■ **TASK STATEMENT**:
Pick up the tool-restoration passage below where it stops, continuing after its last line.

■ **READING PASSAGE**:
Content starts

If you’re restoring tools and pans, let’s face it: you’re going to keep acquiring more projects. I recommend covering your tank with a tarp to keep your wire and rebar from rusting when they’re not in use. That way all you have to do is wire up your latest acquisition and connect the battery charger.

You don’t need to dump the water out of your tank every time, or ever, really. However, if you need to impress someone and don’t want a bucket of sludge on your porch, you should carefully dump your tank out on a patch of dirt/sand/gravel and not your lawn. Don’t dump it into the storm runoff drains either.


Here’s a Stanley #4 I recently cleaned up:

Photo of the Stanley #4 front before restoration
A bit rough
Photo of the Stanley #4 side before restoration
Ugly cheeks.
Photo of the Stanley #4 front after restoration
I tried keeping the yellow behind “Stanley”, but I accidentally nicked an edge with the wire wheel, so I had to finish it off.
Photo of the Stanley #4 side after restoration
Cleaned up sides.

Content ends

■ **SOURCE INFORMATION**:
Content starts

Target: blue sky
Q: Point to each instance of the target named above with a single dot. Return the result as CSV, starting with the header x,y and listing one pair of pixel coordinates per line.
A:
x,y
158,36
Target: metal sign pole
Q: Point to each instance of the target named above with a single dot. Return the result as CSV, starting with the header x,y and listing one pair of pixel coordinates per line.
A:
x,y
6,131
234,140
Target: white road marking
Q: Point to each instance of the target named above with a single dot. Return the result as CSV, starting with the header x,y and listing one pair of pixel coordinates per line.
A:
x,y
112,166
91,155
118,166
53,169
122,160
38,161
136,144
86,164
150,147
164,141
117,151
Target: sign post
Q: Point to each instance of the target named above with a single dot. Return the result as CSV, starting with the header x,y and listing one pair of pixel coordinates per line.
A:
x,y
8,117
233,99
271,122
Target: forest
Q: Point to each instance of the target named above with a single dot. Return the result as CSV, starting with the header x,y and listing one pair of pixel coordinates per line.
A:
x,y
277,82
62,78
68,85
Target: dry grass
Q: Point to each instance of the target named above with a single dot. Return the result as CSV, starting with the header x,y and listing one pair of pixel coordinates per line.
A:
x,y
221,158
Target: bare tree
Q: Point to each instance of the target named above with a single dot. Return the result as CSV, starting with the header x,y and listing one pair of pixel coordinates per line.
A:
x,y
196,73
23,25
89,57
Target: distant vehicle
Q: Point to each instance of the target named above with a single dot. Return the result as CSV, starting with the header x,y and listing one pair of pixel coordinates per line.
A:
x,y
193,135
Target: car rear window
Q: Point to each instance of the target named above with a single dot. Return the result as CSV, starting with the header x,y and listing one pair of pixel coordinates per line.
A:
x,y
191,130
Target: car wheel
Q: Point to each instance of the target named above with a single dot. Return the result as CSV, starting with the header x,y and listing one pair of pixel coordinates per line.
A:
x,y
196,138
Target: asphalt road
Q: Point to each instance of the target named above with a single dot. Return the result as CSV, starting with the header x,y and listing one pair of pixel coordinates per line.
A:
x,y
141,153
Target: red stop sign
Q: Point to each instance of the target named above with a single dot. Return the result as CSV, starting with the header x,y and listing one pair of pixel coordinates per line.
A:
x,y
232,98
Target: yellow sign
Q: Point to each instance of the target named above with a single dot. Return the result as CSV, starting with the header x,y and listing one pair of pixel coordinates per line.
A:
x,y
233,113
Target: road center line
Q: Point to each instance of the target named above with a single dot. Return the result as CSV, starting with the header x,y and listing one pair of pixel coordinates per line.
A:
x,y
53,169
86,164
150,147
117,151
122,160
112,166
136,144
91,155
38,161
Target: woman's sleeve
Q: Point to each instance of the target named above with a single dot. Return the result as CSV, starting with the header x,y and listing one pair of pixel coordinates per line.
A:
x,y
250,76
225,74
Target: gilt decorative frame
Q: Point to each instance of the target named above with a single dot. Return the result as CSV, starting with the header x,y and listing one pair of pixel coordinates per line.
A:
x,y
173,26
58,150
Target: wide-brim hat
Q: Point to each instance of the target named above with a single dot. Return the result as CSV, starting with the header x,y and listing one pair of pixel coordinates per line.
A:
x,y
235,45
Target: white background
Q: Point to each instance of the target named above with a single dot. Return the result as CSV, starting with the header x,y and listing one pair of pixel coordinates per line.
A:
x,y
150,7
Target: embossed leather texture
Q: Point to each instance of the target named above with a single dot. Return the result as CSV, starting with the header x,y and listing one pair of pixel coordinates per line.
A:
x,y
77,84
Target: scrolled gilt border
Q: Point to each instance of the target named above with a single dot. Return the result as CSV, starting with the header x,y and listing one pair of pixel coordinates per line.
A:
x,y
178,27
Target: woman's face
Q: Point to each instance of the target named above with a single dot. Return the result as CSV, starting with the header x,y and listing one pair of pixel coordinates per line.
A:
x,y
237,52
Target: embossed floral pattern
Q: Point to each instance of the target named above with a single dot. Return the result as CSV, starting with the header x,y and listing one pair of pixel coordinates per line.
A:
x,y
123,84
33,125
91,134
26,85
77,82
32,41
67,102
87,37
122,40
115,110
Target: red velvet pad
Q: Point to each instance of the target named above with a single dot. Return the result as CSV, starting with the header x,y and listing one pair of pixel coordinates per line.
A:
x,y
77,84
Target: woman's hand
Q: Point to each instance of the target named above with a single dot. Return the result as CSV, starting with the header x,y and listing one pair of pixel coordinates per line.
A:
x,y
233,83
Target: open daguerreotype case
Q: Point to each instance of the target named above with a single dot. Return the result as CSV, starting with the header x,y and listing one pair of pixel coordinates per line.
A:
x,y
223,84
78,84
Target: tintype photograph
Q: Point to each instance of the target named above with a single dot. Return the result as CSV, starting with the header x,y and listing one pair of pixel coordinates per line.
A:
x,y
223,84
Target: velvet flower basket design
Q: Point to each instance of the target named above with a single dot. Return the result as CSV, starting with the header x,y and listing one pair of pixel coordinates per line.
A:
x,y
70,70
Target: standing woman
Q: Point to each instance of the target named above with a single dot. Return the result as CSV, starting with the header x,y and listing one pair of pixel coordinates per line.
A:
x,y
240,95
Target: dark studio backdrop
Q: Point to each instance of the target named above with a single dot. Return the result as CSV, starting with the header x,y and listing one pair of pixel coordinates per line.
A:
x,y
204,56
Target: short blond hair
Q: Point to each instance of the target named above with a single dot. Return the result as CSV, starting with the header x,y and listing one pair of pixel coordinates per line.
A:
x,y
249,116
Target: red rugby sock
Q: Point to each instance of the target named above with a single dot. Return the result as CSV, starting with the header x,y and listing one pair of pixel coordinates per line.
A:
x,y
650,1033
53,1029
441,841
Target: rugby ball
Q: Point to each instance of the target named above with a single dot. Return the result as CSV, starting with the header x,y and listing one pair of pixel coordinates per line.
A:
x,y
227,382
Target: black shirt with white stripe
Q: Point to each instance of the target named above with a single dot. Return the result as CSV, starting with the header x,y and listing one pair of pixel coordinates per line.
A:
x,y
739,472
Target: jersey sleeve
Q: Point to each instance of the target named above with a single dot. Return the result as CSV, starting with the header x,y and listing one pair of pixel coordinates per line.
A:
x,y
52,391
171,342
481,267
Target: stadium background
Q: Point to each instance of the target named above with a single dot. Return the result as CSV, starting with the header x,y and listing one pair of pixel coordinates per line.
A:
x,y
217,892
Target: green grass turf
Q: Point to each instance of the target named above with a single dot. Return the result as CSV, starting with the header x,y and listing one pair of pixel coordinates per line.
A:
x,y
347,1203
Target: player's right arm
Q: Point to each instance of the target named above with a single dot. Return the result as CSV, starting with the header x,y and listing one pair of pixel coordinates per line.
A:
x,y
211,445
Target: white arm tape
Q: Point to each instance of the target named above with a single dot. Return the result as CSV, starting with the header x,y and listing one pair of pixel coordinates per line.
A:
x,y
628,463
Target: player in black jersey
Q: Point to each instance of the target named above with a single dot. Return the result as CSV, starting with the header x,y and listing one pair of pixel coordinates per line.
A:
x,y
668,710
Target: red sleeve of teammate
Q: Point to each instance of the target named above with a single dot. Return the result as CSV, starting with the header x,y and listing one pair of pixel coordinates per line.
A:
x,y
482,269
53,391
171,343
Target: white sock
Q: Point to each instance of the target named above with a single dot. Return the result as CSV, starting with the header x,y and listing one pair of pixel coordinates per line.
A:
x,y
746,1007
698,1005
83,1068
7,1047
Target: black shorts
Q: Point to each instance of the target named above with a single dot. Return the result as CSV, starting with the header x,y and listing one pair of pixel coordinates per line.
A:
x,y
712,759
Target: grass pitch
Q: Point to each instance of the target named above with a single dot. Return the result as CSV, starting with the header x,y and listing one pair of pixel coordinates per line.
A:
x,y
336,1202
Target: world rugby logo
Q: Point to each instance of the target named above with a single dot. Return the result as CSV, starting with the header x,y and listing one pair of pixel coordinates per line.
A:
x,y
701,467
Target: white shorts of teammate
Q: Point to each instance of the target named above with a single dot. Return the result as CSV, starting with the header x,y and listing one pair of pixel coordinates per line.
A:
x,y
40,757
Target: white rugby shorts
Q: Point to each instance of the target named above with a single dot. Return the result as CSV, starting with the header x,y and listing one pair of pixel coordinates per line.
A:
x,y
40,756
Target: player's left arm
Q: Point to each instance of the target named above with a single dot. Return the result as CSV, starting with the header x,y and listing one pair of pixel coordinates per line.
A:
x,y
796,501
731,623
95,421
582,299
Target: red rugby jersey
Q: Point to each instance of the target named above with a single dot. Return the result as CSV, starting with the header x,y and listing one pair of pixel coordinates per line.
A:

Content ends

■ **ANSWER BELOW**:
Electrolysis tank for a few days, lots of scrubbing, sanding and flattening of side and sole on sandpaper and diamond stones. I used a coat of Autosol on the finish to prevent rust (hopefully). I tried a clear coat Rustoleum, but I am not good at spray painting, so I stripped it and started over.
Little parts
Vinegar bath and wire wheel polishing
Ground a new primary bevel, sharpened to 1200 grit on diamond stone + leather strop
Brass parts
Barkeeper’s Friend, scrubbing, wire wheel
Wood parts
Sanding from 60 grit to 220 grit. Could have done more, but I don’t care enough too, since this is just a plane for me to use. I did a couple coats of boiled linseed oil for finish too.